## BEGIN Document section
The key difference from American: decimal odds always include the stake in the number. Decimal 2.00 is a coin flip (even money). Anything below 2.00 is a favorite. Anything above 2.00 is an underdog.
Worked example: decimal 1.91
This is the decimal equivalent of -110. Bet $100, get back $191. Profit: $91.
Most US bettors see -110 and think "I know what that means." Then they visit Polymarket or a European exchange and freeze at 1.91. It is the same price. The odds converter translates between formats instantly, but understanding the logic means you never need to pause.
Worked example: decimal 3.00
This is +200 in American. Bet $50, get back $150. Profit: $100.
Decimal odds shine in parlay math. To calculate a parlay payout in decimal, just multiply the legs together. A 3-leg parlay at 1.91 x 2.50 x 3.00 = 14.325 total return per dollar. Try doing that in American odds and you will understand why sharp bettors think in decimal.
| Decimal Odds | American Equivalent | Implied Probability | $100 Bet Returns |
|---|---|---|---|
| 1.25 | -400 | 80.0% | $125 |
| 1.50 | -200 | 66.7% | $150 |
| 1.91 | -110 | 52.4% | $191 |
| 2.00 | +100 | 50.0% | $200 |
| 2.50 | +150 | 40.0% | $250 |
| 3.00 | +200 | 33.3% | $300 |
| 5.00 | +400 | 20.0% | $500 |
How to Read Fractional Odds
Fractional odds are the traditional format in the UK and Ireland. Written as 5/1 ("five to one"), they show profit relative to stake.
Formula: Profit = Stake x (Numerator / Denominator)
At 5/1, a $10 bet wins $50 profit. Total return: $60. At 1/5, a $50 bet wins $10 profit. Total return: $60.
The number on the left is your potential profit. The number on the right is your stake. When the left number is bigger (5/1), it is an underdog. When the right number is bigger (1/5), it is a favorite.
Common fractional odds and their equivalents
| Fractional | Decimal | American | Implied Probability |
|---|---|---|---|
| 1/1 (evens) | 2.00 | +100 | 50.0% |
| 2/1 | 3.00 | +200 | 33.3% |
| 5/1 | 6.00 | +500 | 16.7% |
| 1/2 | 1.50 | -200 | 66.7% |
| 1/5 | 1.20 | -500 | 83.3% |
| 10/11 | 1.91 | -110 | 52.4% |
You will encounter fractional odds on UK sportsbooks and in horse racing. For everything else, convert to decimal. The conversion is simple: Decimal = (Numerator / Denominator) + 1. So 5/1 becomes (5/1) + 1 = 6.00. The full conversion reference lives in odds formats explained.
From Odds to Implied Probability: Where the Real Math Starts
Reading odds is step one. The step that actually matters is converting those odds into implied probability, because probability is the language of edge.
The three conversion formulas
American (negative): Implied Probability = |Odds| / (|Odds| + 100) American (positive): Implied Probability = 100 / (Odds + 100) Decimal: Implied Probability = 1 / Decimal Odds Fractional: Implied Probability = Denominator / (Numerator + Denominator)
Worked example: is this bet +EV?
A sportsbook prices the underdog at +180. You estimate the true win probability at 40%.
Step 1: Convert +180 to implied probability. 100 / (180 + 100) = 100 / 280 = 35.7%.
Step 2: Compare. Your estimate (40%) is higher than the implied probability (35.7%). The gap is 4.3 percentage points.
## END Document section
## BEGIN Information provided
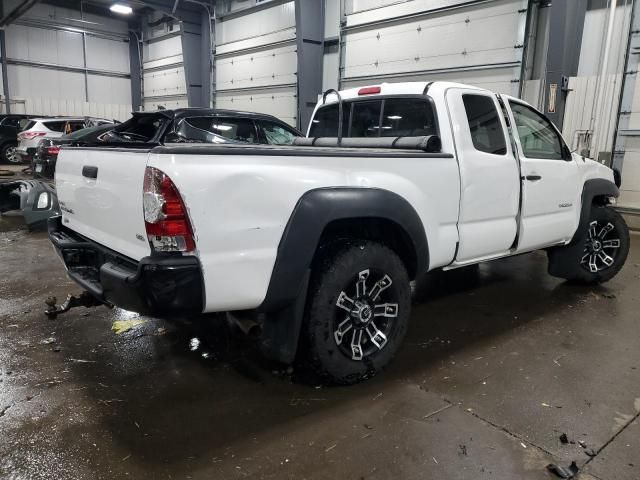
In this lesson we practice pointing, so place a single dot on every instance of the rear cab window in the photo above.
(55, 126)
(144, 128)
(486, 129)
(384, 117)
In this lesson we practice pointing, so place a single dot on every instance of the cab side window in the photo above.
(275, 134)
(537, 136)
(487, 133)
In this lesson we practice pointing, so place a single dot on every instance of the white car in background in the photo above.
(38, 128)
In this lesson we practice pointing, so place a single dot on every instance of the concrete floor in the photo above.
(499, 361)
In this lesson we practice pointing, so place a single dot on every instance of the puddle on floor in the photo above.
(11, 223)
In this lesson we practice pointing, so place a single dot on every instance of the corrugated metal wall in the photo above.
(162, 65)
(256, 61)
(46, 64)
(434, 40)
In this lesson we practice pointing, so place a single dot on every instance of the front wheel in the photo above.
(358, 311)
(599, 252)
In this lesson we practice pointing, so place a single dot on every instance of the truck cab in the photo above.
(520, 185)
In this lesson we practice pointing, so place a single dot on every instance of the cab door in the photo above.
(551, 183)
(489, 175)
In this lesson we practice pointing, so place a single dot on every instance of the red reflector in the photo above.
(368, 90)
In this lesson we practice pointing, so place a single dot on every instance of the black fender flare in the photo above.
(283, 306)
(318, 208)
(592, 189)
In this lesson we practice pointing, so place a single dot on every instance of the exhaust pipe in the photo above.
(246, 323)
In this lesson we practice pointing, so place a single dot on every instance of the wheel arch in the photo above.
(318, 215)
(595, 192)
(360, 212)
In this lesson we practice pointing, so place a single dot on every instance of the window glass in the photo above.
## END Information provided
Required tasks.
A - In the odds guide, how do you work out a parlay payout using decimal odds?
B - Reproduce the part of the odds guide between "Common fractional odds" and "language of edge.", inclusive.

Solved tasks.
A - Multiply the legs together.

B -
Common fractional odds and their equivalents
| Fractional | Decimal | American | Implied Probability |
|---|---|---|---|
| 1/1 (evens) | 2.00 | +100 | 50.0% |
| 2/1 | 3.00 | +200 | 33.3% |
| 5/1 | 6.00 | +500 | 16.7% |
| 1/2 | 1.50 | -200 | 66.7% |
| 1/5 | 1.20 | -500 | 83.3% |
| 10/11 | 1.91 | -110 | 52.4% |
You will encounter fractional odds on UK sportsbooks and in horse racing. For everything else, convert to decimal. The conversion is simple: Decimal = (Numerator / Denominator) + 1. So 5/1 becomes (5/1) + 1 = 6.00. The full conversion reference lives in odds formats explained.
From Odds to Implied Probability: Where the Real Math Starts
Reading odds is step one. The step that actually matters is converting those odds into implied probability, because probability is the language of edge.